Challenge: Omit all pictures. Copy the rest of the material exactly.

Data for processing:
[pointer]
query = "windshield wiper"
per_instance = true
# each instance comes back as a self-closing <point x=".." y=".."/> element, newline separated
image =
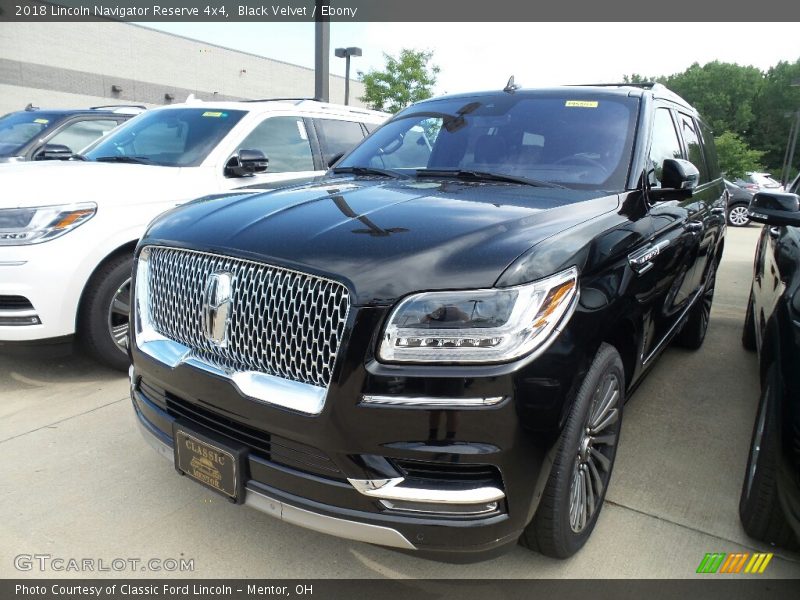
<point x="470" y="175"/>
<point x="139" y="160"/>
<point x="367" y="171"/>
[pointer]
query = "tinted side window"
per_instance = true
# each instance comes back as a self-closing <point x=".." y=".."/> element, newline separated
<point x="284" y="141"/>
<point x="337" y="137"/>
<point x="76" y="136"/>
<point x="693" y="146"/>
<point x="710" y="151"/>
<point x="666" y="144"/>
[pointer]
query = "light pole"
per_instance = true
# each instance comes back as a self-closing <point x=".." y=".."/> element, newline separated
<point x="788" y="157"/>
<point x="346" y="53"/>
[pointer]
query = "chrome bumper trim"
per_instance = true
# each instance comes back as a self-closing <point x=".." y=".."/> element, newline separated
<point x="353" y="530"/>
<point x="430" y="402"/>
<point x="393" y="489"/>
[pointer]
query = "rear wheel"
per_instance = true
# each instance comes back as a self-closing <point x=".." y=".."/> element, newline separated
<point x="694" y="330"/>
<point x="759" y="507"/>
<point x="576" y="488"/>
<point x="738" y="215"/>
<point x="103" y="319"/>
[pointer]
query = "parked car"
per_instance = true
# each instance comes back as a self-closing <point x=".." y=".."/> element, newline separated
<point x="68" y="228"/>
<point x="738" y="203"/>
<point x="430" y="347"/>
<point x="36" y="134"/>
<point x="770" y="501"/>
<point x="755" y="182"/>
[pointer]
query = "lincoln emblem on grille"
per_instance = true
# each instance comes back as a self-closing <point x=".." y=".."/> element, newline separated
<point x="217" y="307"/>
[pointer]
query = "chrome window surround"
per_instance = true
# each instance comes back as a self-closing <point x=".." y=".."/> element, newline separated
<point x="296" y="384"/>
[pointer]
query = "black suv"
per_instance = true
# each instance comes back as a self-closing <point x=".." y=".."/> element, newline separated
<point x="770" y="502"/>
<point x="430" y="348"/>
<point x="36" y="134"/>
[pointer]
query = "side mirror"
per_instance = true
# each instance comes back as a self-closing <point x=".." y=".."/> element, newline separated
<point x="775" y="208"/>
<point x="53" y="152"/>
<point x="246" y="163"/>
<point x="334" y="159"/>
<point x="679" y="178"/>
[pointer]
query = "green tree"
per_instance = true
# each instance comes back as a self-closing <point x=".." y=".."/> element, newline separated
<point x="406" y="79"/>
<point x="775" y="107"/>
<point x="735" y="157"/>
<point x="723" y="93"/>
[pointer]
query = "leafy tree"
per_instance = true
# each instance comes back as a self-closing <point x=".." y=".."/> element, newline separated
<point x="775" y="107"/>
<point x="722" y="92"/>
<point x="735" y="157"/>
<point x="406" y="79"/>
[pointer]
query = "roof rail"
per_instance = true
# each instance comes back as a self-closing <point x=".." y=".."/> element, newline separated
<point x="645" y="85"/>
<point x="116" y="106"/>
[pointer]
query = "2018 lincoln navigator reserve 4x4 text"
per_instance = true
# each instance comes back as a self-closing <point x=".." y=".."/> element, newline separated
<point x="430" y="348"/>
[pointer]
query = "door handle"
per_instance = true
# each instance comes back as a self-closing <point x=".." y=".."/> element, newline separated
<point x="641" y="261"/>
<point x="694" y="226"/>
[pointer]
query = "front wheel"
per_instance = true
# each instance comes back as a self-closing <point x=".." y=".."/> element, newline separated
<point x="585" y="453"/>
<point x="738" y="215"/>
<point x="103" y="319"/>
<point x="759" y="507"/>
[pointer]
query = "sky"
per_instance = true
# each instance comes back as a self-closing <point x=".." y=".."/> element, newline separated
<point x="476" y="56"/>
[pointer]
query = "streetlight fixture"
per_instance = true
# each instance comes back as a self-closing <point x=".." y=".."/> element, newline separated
<point x="346" y="53"/>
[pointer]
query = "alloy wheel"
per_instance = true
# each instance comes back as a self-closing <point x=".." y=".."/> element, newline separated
<point x="595" y="454"/>
<point x="739" y="216"/>
<point x="119" y="316"/>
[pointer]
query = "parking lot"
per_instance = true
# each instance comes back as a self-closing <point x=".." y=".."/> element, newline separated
<point x="79" y="482"/>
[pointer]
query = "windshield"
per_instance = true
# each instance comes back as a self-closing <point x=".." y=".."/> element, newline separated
<point x="17" y="129"/>
<point x="581" y="142"/>
<point x="175" y="137"/>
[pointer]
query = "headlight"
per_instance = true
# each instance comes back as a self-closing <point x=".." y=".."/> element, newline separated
<point x="494" y="325"/>
<point x="20" y="226"/>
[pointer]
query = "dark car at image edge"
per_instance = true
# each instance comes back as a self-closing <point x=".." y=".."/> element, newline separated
<point x="769" y="506"/>
<point x="430" y="347"/>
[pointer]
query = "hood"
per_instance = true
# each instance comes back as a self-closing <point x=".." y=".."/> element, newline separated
<point x="61" y="182"/>
<point x="384" y="239"/>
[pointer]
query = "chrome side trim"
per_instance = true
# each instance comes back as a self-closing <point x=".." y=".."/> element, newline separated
<point x="392" y="489"/>
<point x="430" y="402"/>
<point x="353" y="530"/>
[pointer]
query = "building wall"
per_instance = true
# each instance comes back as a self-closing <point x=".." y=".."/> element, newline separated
<point x="70" y="65"/>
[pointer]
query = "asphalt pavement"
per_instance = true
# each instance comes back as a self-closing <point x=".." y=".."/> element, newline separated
<point x="78" y="482"/>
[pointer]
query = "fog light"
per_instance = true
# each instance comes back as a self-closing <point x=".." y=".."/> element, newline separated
<point x="440" y="509"/>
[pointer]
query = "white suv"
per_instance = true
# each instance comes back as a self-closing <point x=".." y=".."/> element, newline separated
<point x="68" y="229"/>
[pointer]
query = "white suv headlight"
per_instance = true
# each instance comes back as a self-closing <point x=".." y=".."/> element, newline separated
<point x="21" y="226"/>
<point x="490" y="325"/>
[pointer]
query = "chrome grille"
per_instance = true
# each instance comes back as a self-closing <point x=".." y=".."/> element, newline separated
<point x="282" y="322"/>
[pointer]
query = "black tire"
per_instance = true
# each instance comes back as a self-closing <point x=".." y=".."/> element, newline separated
<point x="551" y="530"/>
<point x="737" y="215"/>
<point x="693" y="332"/>
<point x="94" y="319"/>
<point x="749" y="328"/>
<point x="759" y="507"/>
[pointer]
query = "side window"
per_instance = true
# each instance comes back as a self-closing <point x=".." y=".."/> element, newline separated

Solved exercise:
[pointer]
query = "windshield wiper"
per_instance = true
# each instance comes back as a self-closing <point x=".." y=".."/> element, newline separated
image =
<point x="470" y="175"/>
<point x="139" y="160"/>
<point x="367" y="171"/>
[pointer]
query = "tinted side window"
per_instance = true
# each instance comes back as a self-closing <point x=".." y=".."/> element, newline separated
<point x="284" y="141"/>
<point x="337" y="137"/>
<point x="76" y="136"/>
<point x="693" y="146"/>
<point x="710" y="151"/>
<point x="666" y="144"/>
[pointer]
query = "light pole"
per_instance = true
# each instance comes back as a self-closing <point x=".." y=".."/> element, newline separated
<point x="788" y="157"/>
<point x="346" y="53"/>
[pointer]
query = "chrome bumper trim"
per_instance = true
# each instance comes back as a self-closing <point x=".." y=".."/> element, newline separated
<point x="353" y="530"/>
<point x="430" y="402"/>
<point x="393" y="489"/>
[pointer]
query = "rear wheel"
per_instance = true
# each instance comes back as a self-closing <point x=".." y=".."/> element, newline separated
<point x="694" y="330"/>
<point x="759" y="507"/>
<point x="576" y="488"/>
<point x="738" y="215"/>
<point x="103" y="319"/>
[pointer]
query = "parked car"
per_instance = true
# each instance comes back as a self-closing <point x=".." y=".."/> element, newline separated
<point x="68" y="228"/>
<point x="738" y="203"/>
<point x="430" y="347"/>
<point x="36" y="134"/>
<point x="770" y="501"/>
<point x="755" y="182"/>
[pointer]
query = "lincoln emblem on grille"
per_instance = true
# each instance comes back as a self-closing <point x=".." y=".."/> element, newline separated
<point x="217" y="307"/>
[pointer]
query = "chrome window surround"
per_instance = true
# each instance comes back as a self-closing <point x=".." y=".."/> element, newline separated
<point x="296" y="384"/>
[pointer]
query = "black suv"
per_instance = true
# each instance comes back as a self-closing <point x=".." y=".."/> element, newline separated
<point x="770" y="502"/>
<point x="430" y="348"/>
<point x="36" y="134"/>
[pointer]
query = "side mirror"
per_instance = true
# each instance comes back as a self-closing <point x=".." y=".."/> element, newline separated
<point x="775" y="208"/>
<point x="53" y="152"/>
<point x="246" y="163"/>
<point x="334" y="159"/>
<point x="679" y="178"/>
[pointer]
query = "green tree"
per_instance = true
# each instance comes back as a self-closing <point x=".." y=".."/> element, newline separated
<point x="406" y="79"/>
<point x="775" y="107"/>
<point x="735" y="157"/>
<point x="723" y="93"/>
[pointer]
query = "leafy tree"
per_instance = true
# each instance comes back as a self-closing <point x=".." y=".."/> element, newline separated
<point x="775" y="107"/>
<point x="722" y="92"/>
<point x="735" y="157"/>
<point x="406" y="79"/>
[pointer]
query = "roof rail"
per_instance = true
# each instance comes back as a self-closing <point x=".." y=".."/> element, newline separated
<point x="645" y="85"/>
<point x="116" y="106"/>
[pointer]
query = "2018 lincoln navigator reserve 4x4 text"
per_instance = true
# each instance comes back as a self-closing <point x=".." y=".."/> element, newline separated
<point x="430" y="348"/>
[pointer]
query = "door handle"
per_instance = true
# each instance comes back as a self-closing <point x=".." y=".."/> element, newline separated
<point x="641" y="261"/>
<point x="694" y="226"/>
[pointer]
query = "front wheel"
per_instance = true
# each instance comes back as a self-closing <point x=".." y=".."/> element, newline separated
<point x="585" y="453"/>
<point x="738" y="215"/>
<point x="103" y="319"/>
<point x="759" y="507"/>
[pointer]
query = "sky"
per_instance = true
# each instance comes back as a self-closing <point x=".." y=".."/> element, newline separated
<point x="476" y="56"/>
[pointer]
query = "streetlight fixture"
per_instance = true
# each instance comes back as a self-closing <point x=".." y=".."/> element, newline separated
<point x="346" y="53"/>
[pointer]
query = "alloy wheel"
per_instance = true
# each instance comes back as a self-closing <point x=".." y=".."/> element, newline separated
<point x="595" y="454"/>
<point x="739" y="216"/>
<point x="119" y="316"/>
[pointer]
query = "parking lot"
per_instance = true
# each instance comes back as a self-closing <point x=".." y=".."/> element, newline separated
<point x="79" y="482"/>
[pointer]
query = "windshield"
per_instance = true
# each instance comes back as a self-closing <point x=".." y=".."/> element, newline separated
<point x="17" y="129"/>
<point x="581" y="142"/>
<point x="175" y="137"/>
[pointer]
query = "headlight"
per_instance = true
# each instance comes back as a self-closing <point x=".." y=".."/> element, newline separated
<point x="494" y="325"/>
<point x="20" y="226"/>
[pointer]
query = "dark car at image edge"
per_instance = true
# each instance comes back as a self-closing <point x=".." y=".."/> element, newline separated
<point x="769" y="506"/>
<point x="430" y="347"/>
[pointer]
query = "hood"
per_instance = true
# each instance comes back as a self-closing <point x=".." y=".."/> element, newline separated
<point x="61" y="182"/>
<point x="384" y="239"/>
[pointer]
query = "chrome side trim"
per_instance = true
# each instance comes back as a self-closing <point x=".." y=".."/> element, newline separated
<point x="392" y="489"/>
<point x="430" y="402"/>
<point x="353" y="530"/>
[pointer]
query = "building wall"
per_instance = true
# each instance comes back as a self-closing <point x=".." y=".."/> element, newline separated
<point x="70" y="65"/>
[pointer]
query = "asphalt pavement"
per_instance = true
# each instance comes back as a self-closing <point x=".." y=".."/> element, newline separated
<point x="78" y="482"/>
[pointer]
query = "fog light"
per_instance = true
# each instance comes back as a self-closing <point x=".." y=".."/> element, newline separated
<point x="440" y="509"/>
[pointer]
query = "white suv"
per_instance = true
# each instance comes back as a self-closing <point x=".." y=".."/> element, newline separated
<point x="68" y="229"/>
[pointer]
query = "white suv headlight"
per_instance = true
# each instance comes back as a self-closing <point x=".." y=".."/> element, newline separated
<point x="21" y="226"/>
<point x="490" y="325"/>
[pointer]
query = "chrome grille"
per_instance = true
# each instance comes back as a self-closing <point x=".." y=".."/> element, newline separated
<point x="282" y="322"/>
[pointer]
query = "black tire"
per_instance = true
# each instance comes back as a self-closing <point x=".." y=".."/> element, newline separated
<point x="551" y="530"/>
<point x="737" y="215"/>
<point x="693" y="332"/>
<point x="94" y="319"/>
<point x="749" y="328"/>
<point x="759" y="507"/>
[pointer]
query = "side window"
per_instance = true
# each instance comes back as a self-closing <point x=".." y=".."/> element, newline separated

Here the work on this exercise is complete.